─── Record excerpts ───

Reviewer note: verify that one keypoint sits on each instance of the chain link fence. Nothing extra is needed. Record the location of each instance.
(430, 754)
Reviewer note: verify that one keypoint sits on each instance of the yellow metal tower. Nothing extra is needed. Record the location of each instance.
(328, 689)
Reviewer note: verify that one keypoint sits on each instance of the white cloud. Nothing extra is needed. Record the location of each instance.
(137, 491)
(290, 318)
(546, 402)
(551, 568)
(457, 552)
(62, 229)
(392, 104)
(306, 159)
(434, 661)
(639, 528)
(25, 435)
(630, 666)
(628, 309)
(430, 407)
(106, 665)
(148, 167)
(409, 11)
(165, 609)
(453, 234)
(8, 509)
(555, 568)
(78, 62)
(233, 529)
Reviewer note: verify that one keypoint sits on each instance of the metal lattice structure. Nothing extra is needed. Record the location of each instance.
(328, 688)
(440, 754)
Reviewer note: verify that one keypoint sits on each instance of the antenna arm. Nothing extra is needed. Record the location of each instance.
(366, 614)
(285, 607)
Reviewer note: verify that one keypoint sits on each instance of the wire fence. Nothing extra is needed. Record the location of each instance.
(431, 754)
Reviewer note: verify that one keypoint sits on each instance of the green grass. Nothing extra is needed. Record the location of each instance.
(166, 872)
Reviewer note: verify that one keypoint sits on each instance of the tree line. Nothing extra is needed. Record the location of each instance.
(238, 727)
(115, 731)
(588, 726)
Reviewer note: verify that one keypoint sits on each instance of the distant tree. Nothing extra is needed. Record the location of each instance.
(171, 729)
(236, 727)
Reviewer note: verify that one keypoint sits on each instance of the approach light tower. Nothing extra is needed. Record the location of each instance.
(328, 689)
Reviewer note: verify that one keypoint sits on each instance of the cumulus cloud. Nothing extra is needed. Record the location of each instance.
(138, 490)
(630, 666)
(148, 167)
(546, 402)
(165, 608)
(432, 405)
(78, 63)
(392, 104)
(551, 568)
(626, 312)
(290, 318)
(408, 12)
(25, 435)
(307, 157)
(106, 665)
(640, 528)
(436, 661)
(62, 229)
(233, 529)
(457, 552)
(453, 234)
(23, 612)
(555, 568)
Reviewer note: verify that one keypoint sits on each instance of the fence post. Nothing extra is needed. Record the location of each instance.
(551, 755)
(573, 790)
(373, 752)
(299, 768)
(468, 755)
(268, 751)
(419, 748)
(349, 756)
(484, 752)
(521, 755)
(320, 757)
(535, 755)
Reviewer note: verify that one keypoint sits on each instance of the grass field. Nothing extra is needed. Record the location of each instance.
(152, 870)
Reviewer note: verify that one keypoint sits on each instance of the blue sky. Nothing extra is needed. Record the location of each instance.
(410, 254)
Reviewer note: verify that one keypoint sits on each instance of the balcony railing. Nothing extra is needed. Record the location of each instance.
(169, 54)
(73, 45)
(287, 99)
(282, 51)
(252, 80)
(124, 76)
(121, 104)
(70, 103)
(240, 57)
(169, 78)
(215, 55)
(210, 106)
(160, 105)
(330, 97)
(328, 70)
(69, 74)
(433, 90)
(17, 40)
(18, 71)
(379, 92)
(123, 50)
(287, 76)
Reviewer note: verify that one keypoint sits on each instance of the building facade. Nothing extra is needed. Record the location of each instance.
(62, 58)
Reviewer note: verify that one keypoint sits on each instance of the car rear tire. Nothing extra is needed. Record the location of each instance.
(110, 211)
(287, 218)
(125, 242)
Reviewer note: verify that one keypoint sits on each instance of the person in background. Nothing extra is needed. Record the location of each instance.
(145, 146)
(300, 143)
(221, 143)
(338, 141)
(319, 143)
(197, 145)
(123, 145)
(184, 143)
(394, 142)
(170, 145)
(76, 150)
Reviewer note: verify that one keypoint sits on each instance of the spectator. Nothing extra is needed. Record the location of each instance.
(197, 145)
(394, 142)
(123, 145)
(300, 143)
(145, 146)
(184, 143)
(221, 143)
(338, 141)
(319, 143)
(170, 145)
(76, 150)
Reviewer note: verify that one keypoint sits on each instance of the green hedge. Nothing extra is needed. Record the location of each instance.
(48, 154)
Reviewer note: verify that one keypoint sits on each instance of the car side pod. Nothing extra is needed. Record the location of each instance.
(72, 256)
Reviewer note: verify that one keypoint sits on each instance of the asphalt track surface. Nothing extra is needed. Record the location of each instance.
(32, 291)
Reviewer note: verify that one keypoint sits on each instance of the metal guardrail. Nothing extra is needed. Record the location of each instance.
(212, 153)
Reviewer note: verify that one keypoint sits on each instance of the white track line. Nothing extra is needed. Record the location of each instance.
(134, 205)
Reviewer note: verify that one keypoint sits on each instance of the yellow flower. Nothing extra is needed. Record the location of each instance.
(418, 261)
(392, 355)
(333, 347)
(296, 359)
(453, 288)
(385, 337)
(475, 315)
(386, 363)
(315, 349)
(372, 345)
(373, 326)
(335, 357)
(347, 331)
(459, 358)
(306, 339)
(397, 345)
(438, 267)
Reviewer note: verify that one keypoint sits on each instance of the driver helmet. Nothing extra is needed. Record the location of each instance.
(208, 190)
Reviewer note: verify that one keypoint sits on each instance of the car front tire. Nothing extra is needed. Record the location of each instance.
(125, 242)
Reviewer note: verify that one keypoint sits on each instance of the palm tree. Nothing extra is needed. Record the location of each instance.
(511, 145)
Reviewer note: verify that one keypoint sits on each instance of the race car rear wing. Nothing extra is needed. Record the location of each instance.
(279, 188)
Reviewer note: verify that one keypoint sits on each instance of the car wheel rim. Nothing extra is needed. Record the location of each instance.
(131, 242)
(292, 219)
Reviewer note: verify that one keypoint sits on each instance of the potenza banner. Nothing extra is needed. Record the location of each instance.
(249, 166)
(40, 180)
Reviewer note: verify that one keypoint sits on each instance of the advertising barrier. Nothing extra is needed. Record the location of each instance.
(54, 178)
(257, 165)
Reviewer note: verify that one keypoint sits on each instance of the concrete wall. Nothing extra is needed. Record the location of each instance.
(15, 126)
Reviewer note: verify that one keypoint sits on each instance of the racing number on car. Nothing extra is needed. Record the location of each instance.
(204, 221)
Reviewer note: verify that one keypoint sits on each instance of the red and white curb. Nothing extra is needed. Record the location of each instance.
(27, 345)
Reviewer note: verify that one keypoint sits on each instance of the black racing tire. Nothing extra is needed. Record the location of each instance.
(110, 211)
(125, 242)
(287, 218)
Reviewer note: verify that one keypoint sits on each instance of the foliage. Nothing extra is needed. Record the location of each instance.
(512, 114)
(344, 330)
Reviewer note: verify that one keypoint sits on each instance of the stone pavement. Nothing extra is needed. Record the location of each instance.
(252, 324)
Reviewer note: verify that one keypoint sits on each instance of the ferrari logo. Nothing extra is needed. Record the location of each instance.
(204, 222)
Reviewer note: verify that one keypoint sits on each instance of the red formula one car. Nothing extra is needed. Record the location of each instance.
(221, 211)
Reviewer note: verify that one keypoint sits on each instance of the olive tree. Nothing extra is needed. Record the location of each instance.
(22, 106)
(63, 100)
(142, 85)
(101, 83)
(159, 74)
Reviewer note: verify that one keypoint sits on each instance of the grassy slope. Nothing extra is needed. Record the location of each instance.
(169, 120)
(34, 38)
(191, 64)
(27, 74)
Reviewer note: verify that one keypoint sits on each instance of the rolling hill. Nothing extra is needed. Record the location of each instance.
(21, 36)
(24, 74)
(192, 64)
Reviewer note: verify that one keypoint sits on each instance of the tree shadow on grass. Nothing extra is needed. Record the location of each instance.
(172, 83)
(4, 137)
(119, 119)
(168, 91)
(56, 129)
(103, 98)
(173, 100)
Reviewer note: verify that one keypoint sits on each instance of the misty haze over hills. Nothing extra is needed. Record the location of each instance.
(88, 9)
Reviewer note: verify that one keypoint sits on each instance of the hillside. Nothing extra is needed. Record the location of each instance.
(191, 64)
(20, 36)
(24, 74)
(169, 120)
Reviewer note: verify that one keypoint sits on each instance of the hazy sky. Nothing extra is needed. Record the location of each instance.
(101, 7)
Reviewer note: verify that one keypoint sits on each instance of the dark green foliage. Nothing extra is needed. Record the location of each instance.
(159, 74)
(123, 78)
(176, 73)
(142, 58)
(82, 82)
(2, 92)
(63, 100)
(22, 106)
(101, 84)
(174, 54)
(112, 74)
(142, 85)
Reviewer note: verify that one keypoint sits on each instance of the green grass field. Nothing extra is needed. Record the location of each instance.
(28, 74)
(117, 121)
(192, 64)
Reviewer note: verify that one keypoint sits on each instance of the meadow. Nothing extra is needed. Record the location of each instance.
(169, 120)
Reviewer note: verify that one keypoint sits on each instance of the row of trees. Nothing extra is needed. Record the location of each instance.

───

• What you will do: Begin with the line that contains "green grass field." and quote each line after it exactly, stopping after the last line of the data.

• Exercise result:
Reviewer note: verify that one keypoint sits on each instance of the green grass field. Nothing extra is needed. Record the location of each instance.
(28, 74)
(117, 121)
(192, 64)
Reviewer note: verify that one keypoint sits on each instance of the meadow. Nothing extra is needed. Record the location of each instance.
(169, 120)
Reviewer note: verify that one keypoint sits on each instance of the row of trees. Nothing extra is needed. Record the location of each instance.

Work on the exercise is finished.